# EXTRACTED TEXT

Question

Calculate the value of acceleration due to gravity on the surface of a planet, which has mass, twice as that of Earth, and radius, half as that of Earth.

Answer 1

Ans: 78.48 $\frac{m}{se{c}^2}$
Explanation:

As we know

(1) acceleration due to gravity on the surface of any planet can be given by $g_p=\frac{G{M}_p}{{R^2}_p}$ ;

where $M_p=Massoftheplanetand{R}_p=Radiusoftheplanet$

(2) acceleration due to gravity on the surface of earth can be given by $g_e=\frac{G{M}_e}{R_e^2}$ ;

where $M_e=Massoftheearthand{R}_e=Radiusoftheearth$

given ;

$M_P=2M_e$

$R_p=\frac{R_e}{2}$

solution :

$g_p=\frac{G{M}_p}{R_p^2}$

by substituting

$M_{p}and{R}_{p}valuesintermsof{M}_{e}and{R}_{e}respectively$in $g_p$

$g_p=\frac{G\left(2M_e\right)}{\frac{R_e^2}{4}}$ $\Rightarrow 8\frac{G{M}_e}{R_e^2}\Rightarrow 8g_e$ ; $\because g_e=\frac{G{M}_e}{R_e^2}$

and we also know that $g_e=9.81\frac{m}{se{c}^2}$

$g_p=8\left(9.81\right)\frac{m}{{sec}^2}$ $\Rightarrow 78.48\frac{m}{se{c}^2}$

Hence, the correct answer should be $g_p=78.48\frac{m}{se{c}^2}$

# GIVEN RECORDS
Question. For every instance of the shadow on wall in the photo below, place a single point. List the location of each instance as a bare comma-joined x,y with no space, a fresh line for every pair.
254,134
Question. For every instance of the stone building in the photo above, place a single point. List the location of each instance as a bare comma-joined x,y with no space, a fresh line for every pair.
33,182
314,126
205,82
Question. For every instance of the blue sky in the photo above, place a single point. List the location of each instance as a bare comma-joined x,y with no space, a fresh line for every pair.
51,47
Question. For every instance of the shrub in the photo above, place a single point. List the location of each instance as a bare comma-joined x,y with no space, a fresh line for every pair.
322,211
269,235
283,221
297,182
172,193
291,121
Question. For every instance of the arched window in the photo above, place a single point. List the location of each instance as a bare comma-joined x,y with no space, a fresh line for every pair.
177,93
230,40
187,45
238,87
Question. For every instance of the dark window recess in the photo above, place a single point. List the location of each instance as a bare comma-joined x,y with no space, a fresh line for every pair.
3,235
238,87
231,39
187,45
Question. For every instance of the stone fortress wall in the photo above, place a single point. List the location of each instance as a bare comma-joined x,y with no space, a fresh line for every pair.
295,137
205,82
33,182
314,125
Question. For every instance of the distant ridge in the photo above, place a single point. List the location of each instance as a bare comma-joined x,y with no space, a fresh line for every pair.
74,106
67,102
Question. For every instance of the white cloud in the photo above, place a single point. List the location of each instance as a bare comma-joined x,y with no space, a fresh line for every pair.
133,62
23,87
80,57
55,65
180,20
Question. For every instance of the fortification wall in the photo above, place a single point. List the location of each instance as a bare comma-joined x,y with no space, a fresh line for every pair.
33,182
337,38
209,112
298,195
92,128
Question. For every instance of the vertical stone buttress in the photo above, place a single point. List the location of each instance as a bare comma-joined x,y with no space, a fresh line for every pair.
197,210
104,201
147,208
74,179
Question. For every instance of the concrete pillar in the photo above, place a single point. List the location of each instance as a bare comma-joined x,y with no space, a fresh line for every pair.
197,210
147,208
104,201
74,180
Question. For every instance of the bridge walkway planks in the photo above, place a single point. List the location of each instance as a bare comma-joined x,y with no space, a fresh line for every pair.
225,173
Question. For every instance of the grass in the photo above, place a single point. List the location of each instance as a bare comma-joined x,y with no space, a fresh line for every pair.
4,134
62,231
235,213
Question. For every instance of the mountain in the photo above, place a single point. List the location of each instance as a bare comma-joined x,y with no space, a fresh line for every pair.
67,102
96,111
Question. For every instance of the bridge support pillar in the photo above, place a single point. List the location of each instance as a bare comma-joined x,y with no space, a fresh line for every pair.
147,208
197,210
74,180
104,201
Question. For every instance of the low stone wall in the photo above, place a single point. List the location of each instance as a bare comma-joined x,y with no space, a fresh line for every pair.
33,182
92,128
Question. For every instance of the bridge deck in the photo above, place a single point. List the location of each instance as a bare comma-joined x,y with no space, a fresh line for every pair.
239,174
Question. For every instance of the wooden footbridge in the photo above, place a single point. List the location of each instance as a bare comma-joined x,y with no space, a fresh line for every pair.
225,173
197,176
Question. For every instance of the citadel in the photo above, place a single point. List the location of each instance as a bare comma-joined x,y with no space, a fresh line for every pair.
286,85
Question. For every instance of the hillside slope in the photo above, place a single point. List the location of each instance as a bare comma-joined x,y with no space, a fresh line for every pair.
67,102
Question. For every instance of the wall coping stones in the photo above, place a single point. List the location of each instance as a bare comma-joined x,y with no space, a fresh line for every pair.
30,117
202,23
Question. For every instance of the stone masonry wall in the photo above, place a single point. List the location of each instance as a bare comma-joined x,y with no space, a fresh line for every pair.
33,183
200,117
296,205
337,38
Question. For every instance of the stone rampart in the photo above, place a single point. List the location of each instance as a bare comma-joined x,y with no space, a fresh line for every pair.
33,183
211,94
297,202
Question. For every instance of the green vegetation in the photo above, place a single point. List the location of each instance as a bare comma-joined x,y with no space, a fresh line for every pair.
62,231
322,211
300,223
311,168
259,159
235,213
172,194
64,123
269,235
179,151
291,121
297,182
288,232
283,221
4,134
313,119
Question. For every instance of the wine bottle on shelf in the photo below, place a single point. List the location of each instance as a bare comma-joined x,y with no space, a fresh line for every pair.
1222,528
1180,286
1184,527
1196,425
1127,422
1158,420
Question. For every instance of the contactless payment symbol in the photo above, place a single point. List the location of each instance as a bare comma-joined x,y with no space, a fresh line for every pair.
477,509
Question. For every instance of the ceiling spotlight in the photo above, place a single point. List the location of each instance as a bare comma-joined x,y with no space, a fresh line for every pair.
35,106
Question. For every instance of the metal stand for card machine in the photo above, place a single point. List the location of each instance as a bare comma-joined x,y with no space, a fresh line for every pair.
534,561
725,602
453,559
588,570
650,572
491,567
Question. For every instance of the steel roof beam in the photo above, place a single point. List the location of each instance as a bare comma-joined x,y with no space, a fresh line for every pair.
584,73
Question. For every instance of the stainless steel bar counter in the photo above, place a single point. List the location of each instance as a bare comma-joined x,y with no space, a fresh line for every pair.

# TO DO
Turn the paragraph of the gravity problem that begins "Calculate the value" into a brief list that keeps its main facts.

# THE OUTPUT
- Find: the acceleration due to gravity on a planet's surface
- Planet's mass: twice Earth's
- Planet's radius: half Earth's